(Excerpts of pointing data)
--- BEGIN ---

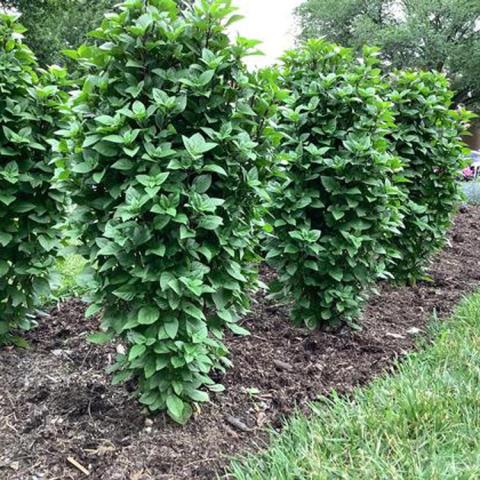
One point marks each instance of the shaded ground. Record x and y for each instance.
(56, 402)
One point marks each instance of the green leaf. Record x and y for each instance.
(196, 145)
(148, 315)
(136, 351)
(100, 338)
(210, 222)
(172, 328)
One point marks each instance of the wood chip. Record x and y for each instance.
(78, 466)
(235, 422)
(283, 365)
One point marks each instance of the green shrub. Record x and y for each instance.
(335, 206)
(427, 138)
(30, 206)
(166, 182)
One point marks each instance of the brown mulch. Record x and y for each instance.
(56, 401)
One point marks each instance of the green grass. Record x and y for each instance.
(422, 423)
(68, 271)
(472, 192)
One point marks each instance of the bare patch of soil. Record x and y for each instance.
(56, 401)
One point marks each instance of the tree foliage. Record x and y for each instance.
(166, 181)
(55, 25)
(30, 206)
(427, 139)
(438, 35)
(334, 205)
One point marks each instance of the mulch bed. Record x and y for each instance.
(56, 401)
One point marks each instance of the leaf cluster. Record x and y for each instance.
(30, 205)
(162, 152)
(334, 202)
(426, 138)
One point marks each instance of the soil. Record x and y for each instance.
(56, 401)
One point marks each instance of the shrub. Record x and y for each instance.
(427, 138)
(164, 173)
(30, 206)
(334, 205)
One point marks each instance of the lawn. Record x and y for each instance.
(422, 423)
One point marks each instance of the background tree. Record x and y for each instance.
(54, 25)
(441, 35)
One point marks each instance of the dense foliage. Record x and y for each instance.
(30, 206)
(335, 205)
(441, 35)
(427, 138)
(166, 182)
(55, 25)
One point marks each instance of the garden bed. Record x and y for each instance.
(56, 401)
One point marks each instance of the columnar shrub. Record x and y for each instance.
(427, 138)
(166, 182)
(335, 206)
(30, 206)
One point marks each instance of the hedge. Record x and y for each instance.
(30, 204)
(167, 179)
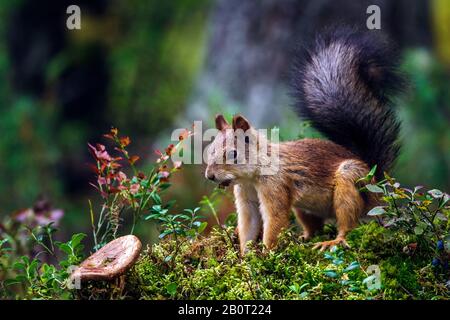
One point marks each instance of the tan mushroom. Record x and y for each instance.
(111, 261)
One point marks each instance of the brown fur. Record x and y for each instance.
(316, 178)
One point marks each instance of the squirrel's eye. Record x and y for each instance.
(232, 155)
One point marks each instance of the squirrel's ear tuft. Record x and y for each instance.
(221, 122)
(239, 122)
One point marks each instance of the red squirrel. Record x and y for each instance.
(343, 87)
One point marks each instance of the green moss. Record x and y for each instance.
(210, 268)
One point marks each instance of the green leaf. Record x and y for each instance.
(435, 193)
(352, 266)
(376, 211)
(202, 227)
(156, 198)
(418, 230)
(372, 172)
(76, 239)
(172, 288)
(330, 273)
(374, 188)
(65, 248)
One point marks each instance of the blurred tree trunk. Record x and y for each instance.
(252, 42)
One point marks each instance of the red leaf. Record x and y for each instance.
(133, 159)
(125, 141)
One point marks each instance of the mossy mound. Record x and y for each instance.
(210, 268)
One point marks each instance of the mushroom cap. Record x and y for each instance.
(111, 261)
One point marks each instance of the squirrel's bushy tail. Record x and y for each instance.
(343, 85)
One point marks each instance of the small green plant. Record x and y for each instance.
(424, 215)
(138, 196)
(41, 280)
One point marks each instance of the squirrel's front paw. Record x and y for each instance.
(305, 236)
(330, 244)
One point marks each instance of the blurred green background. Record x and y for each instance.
(149, 67)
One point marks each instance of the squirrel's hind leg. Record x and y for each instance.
(249, 217)
(310, 223)
(348, 204)
(275, 205)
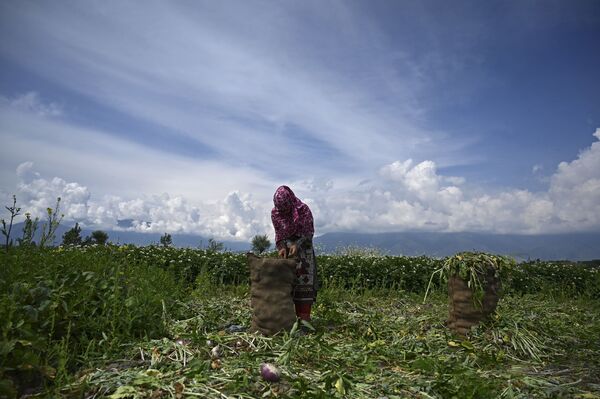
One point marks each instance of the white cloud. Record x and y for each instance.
(410, 197)
(32, 102)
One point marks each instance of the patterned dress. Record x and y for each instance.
(293, 223)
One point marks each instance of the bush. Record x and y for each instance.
(59, 306)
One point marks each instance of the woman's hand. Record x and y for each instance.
(293, 250)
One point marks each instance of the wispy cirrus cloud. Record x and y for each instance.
(418, 198)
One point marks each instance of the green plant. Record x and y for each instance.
(471, 267)
(14, 211)
(72, 236)
(260, 243)
(166, 240)
(99, 237)
(29, 229)
(214, 245)
(49, 228)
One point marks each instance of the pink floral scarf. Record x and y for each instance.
(291, 217)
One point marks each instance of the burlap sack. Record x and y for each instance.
(464, 312)
(271, 285)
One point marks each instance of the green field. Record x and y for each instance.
(127, 322)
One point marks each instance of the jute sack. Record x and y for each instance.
(464, 311)
(271, 285)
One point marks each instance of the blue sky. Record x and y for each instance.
(383, 116)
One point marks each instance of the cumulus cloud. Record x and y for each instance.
(237, 216)
(32, 102)
(405, 196)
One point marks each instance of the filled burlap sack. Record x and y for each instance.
(465, 312)
(271, 285)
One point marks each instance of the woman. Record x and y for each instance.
(293, 223)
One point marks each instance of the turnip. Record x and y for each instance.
(269, 372)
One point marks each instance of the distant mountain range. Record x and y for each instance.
(574, 246)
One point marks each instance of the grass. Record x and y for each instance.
(367, 345)
(126, 322)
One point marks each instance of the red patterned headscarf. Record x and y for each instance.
(290, 216)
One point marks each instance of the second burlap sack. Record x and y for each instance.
(465, 312)
(271, 285)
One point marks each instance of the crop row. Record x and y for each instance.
(404, 273)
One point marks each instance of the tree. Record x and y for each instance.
(215, 246)
(260, 243)
(73, 236)
(14, 211)
(166, 240)
(99, 237)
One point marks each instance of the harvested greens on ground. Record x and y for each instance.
(127, 322)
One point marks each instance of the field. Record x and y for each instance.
(128, 322)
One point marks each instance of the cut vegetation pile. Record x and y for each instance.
(126, 322)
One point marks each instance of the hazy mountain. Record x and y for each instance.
(575, 246)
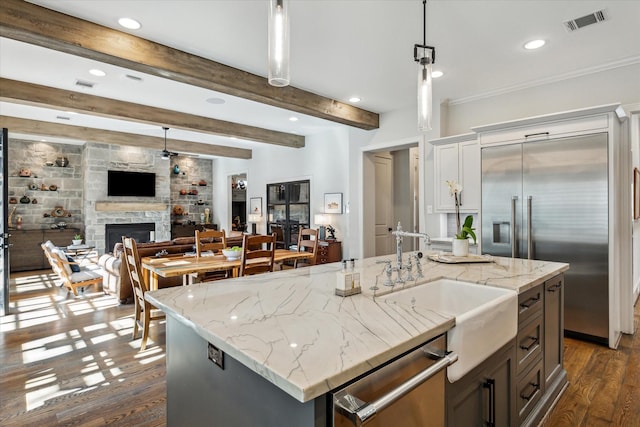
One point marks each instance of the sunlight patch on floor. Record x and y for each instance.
(103, 338)
(38, 398)
(94, 379)
(40, 381)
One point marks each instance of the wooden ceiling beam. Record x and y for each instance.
(43, 96)
(48, 129)
(37, 25)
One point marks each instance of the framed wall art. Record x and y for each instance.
(333, 203)
(255, 206)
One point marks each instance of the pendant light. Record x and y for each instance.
(166, 154)
(279, 43)
(425, 56)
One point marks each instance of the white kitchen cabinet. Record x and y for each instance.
(457, 158)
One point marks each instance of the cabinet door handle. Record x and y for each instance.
(536, 134)
(531, 301)
(534, 341)
(554, 287)
(490, 384)
(363, 411)
(534, 389)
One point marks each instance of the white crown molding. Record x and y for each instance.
(553, 79)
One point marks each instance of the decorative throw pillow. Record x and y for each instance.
(75, 268)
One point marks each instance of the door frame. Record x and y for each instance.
(225, 223)
(365, 222)
(4, 226)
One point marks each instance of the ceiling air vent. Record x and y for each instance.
(85, 84)
(583, 21)
(134, 78)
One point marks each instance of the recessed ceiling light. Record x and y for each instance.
(98, 73)
(534, 44)
(129, 23)
(216, 101)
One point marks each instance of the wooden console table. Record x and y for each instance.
(329, 251)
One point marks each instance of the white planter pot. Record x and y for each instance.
(460, 247)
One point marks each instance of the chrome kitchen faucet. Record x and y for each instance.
(399, 265)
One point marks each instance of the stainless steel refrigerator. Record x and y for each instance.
(548, 200)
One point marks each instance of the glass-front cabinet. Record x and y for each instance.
(288, 210)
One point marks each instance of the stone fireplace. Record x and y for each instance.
(141, 232)
(102, 210)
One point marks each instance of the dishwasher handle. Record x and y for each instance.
(364, 411)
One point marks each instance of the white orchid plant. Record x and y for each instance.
(466, 230)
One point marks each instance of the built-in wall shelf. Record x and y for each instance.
(130, 206)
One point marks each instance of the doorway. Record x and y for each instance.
(238, 183)
(391, 195)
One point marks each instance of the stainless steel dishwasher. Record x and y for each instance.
(408, 391)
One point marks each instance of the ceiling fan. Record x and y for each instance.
(166, 154)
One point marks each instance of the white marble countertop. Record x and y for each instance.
(290, 328)
(449, 241)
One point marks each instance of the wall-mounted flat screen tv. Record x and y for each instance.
(127, 183)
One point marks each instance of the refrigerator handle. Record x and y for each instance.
(529, 227)
(514, 242)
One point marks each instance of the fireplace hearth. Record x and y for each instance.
(141, 232)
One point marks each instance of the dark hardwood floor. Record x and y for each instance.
(604, 384)
(71, 361)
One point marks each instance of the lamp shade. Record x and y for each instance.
(424, 94)
(279, 42)
(321, 219)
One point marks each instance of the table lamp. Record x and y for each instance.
(254, 219)
(321, 220)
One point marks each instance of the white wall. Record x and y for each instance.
(333, 161)
(606, 87)
(635, 151)
(324, 161)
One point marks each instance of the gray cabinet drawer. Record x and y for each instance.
(529, 344)
(530, 304)
(528, 392)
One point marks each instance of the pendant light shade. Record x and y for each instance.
(279, 43)
(425, 56)
(424, 94)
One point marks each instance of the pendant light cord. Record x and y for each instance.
(424, 22)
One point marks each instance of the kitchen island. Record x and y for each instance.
(288, 340)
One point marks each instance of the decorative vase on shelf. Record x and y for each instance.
(460, 247)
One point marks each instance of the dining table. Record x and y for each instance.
(188, 266)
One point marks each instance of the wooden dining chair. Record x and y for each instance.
(145, 312)
(214, 241)
(307, 242)
(255, 247)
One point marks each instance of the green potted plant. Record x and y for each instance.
(460, 245)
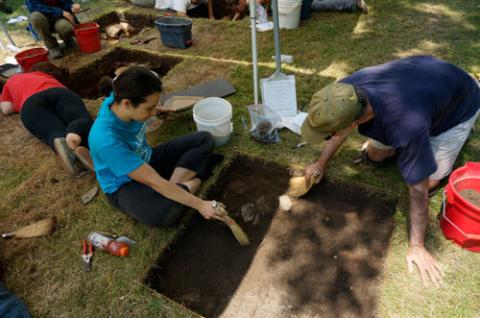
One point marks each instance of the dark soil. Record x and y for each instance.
(84, 80)
(138, 21)
(471, 196)
(322, 259)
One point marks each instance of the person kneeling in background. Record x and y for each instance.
(50, 16)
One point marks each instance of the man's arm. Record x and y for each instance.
(417, 253)
(330, 148)
(37, 5)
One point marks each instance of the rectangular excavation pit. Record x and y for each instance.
(137, 21)
(322, 259)
(84, 80)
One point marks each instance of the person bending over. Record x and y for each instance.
(153, 185)
(419, 110)
(50, 16)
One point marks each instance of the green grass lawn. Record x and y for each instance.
(46, 272)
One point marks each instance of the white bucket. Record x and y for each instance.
(289, 13)
(214, 114)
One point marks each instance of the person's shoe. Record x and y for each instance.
(4, 8)
(66, 155)
(362, 6)
(83, 156)
(55, 53)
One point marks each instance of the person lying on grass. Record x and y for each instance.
(153, 185)
(419, 110)
(51, 112)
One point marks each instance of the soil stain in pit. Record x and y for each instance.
(138, 21)
(323, 258)
(84, 80)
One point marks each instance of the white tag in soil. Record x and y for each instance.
(278, 93)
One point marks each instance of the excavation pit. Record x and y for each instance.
(84, 80)
(139, 22)
(324, 258)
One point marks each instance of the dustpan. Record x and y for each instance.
(278, 91)
(181, 103)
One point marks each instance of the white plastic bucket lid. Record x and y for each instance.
(212, 110)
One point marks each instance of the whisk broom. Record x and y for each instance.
(237, 231)
(298, 187)
(41, 228)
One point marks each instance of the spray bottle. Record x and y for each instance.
(108, 244)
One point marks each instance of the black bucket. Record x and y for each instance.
(175, 32)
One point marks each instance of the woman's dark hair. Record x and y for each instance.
(61, 74)
(134, 84)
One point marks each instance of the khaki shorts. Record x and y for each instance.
(445, 146)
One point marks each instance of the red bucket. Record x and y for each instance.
(460, 221)
(26, 59)
(88, 36)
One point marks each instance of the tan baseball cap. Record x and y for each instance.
(332, 108)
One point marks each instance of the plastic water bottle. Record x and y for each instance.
(108, 244)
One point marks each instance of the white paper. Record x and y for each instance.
(278, 93)
(294, 124)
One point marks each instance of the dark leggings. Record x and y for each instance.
(54, 113)
(143, 203)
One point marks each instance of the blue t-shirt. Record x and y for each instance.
(117, 147)
(415, 98)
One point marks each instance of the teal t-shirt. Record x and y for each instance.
(117, 147)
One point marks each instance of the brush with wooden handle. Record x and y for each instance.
(41, 228)
(298, 187)
(237, 231)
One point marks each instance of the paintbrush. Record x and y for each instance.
(41, 228)
(237, 231)
(298, 187)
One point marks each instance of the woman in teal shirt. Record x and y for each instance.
(153, 185)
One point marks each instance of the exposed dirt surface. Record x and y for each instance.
(471, 196)
(84, 80)
(322, 259)
(138, 21)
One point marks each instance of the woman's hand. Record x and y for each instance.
(75, 7)
(208, 211)
(67, 15)
(314, 171)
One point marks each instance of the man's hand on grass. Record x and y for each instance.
(426, 264)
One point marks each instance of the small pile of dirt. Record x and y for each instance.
(471, 196)
(138, 22)
(84, 80)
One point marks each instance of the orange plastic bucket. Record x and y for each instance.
(88, 36)
(26, 59)
(460, 221)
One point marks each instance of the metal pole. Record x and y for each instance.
(254, 50)
(276, 35)
(4, 30)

--- END ---

[Problem to solve]
Write out exactly the lines starting with the one that holds "One point marks each instance of the paintbrush." and running through the last line above.

[Written solution]
One point marks each instance of the paintbrush. Record x and y for each instance.
(41, 228)
(237, 231)
(298, 187)
One point marks each instance of the woman in teal shirt. Record x and y for each instance.
(153, 185)
One point marks each instance of the exposed dirt surface. Record x and y for each instance.
(471, 196)
(84, 80)
(322, 259)
(138, 21)
One point marks each instance of the woman's hand. Record x and y for each instance.
(75, 7)
(208, 211)
(67, 15)
(314, 171)
One point marks each instance of the man's hand on grass. Record x and y for each instance.
(426, 264)
One point marks each instance of the small pile of dirt. Record x and y for each instance.
(471, 196)
(138, 22)
(84, 80)
One point marks each instance of the orange plastic bucket. Record x and y for each instance.
(88, 36)
(26, 59)
(460, 221)
One point marks each instance of the metal pole. Record x and y for each instance.
(254, 50)
(276, 35)
(4, 30)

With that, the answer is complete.